Economic history likes to repeat itself. Especially when it comes to excessive debt in the economy and wild speculation in assets. Every single time this occurred both eventually reversed itself and many got wiped out financially, and what followed was some of the best buying opportunities in history for those who were patient.

Starting in 1860 the American stock markets went on a 69-year bull market. During this time there were a few corrections (1901, 1913, 1921) that caused little damage. On the last Friday of August 1929, the NYSE hit what would be its peak at the time and a selloff quicky ensued. On the following Monday the NYSE lost $14b which in those days was unfathomable. The market declined 89.9% after finally bottoming in May 1932. This was the North America’s greatest selloff on record.

The causes of the correction were too much debt, easy money, wild asset price speculation and too many non-performing loans in the economy, much like today. Eventually the Federal Reserve and other central banks attempted to stop the liquidation by withdrawing cash from their economic system. Since cash became scarce, lending dried up and the economy stalled causing the Great Depression. It was not until the spring of 1954 that the Dow Jones Industrial Average finally returned to the August l929 high.

Today’s risk level is most likely one of the highest since the late 1920’s. Tariffs are destroying consumer discretionary income and good jobs inside and outside of America are disappearing. At the same time, most stock markets are at or near their all-time highs even though both political and economic risk continues to increase. We estimate that by mid 2026 the full effects of Trump’s tariffs will show up in corporate profits, and the markets will react accordingly.

### WHAT YOU NEED TO DO
**1.** In the passage on market history, how far did the market decline before it bottomed in May 1932?
**2.** Please transcribe the part of the passage on market history that opens with the words containing "Today’s risk level" and closes with "will react accordingly.".
You won't need the records for this work.

[Stored data entries]
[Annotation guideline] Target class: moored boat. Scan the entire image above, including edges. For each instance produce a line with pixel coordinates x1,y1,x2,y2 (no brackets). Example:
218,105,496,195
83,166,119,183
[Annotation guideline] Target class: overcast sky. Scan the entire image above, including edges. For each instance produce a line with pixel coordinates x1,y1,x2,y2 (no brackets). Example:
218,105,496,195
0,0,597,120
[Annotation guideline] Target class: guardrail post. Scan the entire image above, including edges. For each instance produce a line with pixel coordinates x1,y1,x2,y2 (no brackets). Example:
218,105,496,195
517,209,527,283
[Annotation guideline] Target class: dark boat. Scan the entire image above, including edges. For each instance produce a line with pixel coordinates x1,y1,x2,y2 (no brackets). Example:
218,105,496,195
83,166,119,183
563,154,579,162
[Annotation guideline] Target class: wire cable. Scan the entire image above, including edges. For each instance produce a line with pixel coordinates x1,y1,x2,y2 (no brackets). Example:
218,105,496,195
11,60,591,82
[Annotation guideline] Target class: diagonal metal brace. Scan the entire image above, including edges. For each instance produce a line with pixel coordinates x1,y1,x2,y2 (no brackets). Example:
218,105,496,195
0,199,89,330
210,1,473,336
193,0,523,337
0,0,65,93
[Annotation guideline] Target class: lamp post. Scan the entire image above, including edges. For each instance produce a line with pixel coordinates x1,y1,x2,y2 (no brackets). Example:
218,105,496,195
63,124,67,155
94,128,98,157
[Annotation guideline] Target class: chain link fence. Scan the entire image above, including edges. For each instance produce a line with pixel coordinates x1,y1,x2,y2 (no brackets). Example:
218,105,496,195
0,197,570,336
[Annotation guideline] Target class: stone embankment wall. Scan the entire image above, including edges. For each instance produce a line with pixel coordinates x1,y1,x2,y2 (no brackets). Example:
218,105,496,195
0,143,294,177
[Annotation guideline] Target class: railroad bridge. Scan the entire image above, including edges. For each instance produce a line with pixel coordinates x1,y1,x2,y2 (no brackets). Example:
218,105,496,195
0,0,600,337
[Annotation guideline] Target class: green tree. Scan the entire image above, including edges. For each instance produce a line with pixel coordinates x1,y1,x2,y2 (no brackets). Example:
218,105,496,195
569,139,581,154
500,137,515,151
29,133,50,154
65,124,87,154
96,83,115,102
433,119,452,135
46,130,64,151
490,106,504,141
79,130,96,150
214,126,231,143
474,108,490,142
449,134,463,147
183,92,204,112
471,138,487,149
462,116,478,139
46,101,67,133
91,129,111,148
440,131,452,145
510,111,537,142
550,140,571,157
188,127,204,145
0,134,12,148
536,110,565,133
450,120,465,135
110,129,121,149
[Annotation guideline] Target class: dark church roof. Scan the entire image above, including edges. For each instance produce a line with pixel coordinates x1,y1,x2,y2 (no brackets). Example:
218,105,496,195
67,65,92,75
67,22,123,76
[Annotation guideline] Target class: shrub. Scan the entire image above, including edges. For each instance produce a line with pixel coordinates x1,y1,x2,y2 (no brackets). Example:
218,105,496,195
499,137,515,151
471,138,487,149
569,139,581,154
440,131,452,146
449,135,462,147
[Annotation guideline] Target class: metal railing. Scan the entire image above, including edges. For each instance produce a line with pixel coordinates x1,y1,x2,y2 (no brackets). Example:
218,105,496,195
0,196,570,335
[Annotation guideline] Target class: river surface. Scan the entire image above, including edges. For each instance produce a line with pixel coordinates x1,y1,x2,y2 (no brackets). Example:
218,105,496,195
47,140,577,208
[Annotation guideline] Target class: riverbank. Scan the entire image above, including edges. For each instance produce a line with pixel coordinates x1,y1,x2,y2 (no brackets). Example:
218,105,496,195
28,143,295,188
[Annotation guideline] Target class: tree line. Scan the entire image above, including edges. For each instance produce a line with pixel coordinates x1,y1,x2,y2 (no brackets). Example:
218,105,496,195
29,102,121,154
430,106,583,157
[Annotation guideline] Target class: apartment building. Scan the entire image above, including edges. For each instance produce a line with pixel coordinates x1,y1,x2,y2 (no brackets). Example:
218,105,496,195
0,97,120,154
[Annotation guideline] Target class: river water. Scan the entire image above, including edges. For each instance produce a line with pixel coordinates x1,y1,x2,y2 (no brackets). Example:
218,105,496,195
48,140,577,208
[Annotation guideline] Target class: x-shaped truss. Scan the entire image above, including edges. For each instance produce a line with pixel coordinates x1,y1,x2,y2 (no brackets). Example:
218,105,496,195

---

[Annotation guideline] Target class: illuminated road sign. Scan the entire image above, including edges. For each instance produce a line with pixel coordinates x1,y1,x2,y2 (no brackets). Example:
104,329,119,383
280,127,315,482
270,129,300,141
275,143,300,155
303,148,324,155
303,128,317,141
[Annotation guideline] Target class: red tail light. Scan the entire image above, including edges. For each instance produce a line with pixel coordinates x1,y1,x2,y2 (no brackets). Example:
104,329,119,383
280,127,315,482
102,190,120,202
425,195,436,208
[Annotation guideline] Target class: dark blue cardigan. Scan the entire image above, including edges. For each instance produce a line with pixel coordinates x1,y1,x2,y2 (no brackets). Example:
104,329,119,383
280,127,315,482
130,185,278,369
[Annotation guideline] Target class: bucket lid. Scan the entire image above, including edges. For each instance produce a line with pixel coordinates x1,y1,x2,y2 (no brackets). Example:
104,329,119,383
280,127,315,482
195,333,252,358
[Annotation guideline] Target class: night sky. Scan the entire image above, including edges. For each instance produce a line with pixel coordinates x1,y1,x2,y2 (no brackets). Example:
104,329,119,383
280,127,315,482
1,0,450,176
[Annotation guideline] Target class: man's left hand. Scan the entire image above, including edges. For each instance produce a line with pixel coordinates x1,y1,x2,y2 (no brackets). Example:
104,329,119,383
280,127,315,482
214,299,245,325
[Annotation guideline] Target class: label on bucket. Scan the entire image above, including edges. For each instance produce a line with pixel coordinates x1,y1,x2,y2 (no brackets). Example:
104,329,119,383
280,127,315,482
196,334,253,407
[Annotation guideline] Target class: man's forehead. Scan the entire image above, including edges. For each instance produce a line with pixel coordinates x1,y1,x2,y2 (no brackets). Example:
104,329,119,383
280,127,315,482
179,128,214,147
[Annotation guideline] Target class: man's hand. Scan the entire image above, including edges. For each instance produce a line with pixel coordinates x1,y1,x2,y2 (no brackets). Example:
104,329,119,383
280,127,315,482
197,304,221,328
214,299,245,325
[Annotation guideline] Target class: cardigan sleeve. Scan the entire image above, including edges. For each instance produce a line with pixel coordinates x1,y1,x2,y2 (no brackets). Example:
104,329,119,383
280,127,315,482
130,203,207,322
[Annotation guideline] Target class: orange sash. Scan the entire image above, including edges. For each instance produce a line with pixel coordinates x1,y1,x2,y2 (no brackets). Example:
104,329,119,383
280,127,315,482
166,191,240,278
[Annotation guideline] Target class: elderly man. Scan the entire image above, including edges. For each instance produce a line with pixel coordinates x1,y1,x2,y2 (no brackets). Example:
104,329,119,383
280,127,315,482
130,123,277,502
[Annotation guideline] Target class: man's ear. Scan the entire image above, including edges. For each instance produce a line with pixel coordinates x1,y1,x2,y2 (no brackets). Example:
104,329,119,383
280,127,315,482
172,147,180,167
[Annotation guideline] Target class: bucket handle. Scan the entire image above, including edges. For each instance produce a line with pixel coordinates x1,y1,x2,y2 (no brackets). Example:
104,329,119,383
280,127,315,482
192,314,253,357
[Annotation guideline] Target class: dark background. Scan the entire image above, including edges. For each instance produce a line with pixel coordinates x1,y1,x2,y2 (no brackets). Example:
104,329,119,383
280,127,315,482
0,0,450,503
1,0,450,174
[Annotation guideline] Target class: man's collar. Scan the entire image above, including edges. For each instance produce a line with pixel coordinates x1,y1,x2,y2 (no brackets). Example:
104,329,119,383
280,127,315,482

### EXERCISE RESPONSES
**1.** 89.9%

**2.**
Today’s risk level is most likely one of the highest since the late 1920’s. Tariffs are destroying consumer discretionary income and good jobs inside and outside of America are disappearing. At the same time, most stock markets are at or near their all-time highs even though both political and economic risk continues to increase. We estimate that by mid 2026 the full effects of Trump’s tariffs will show up in corporate profits, and the markets will react accordingly.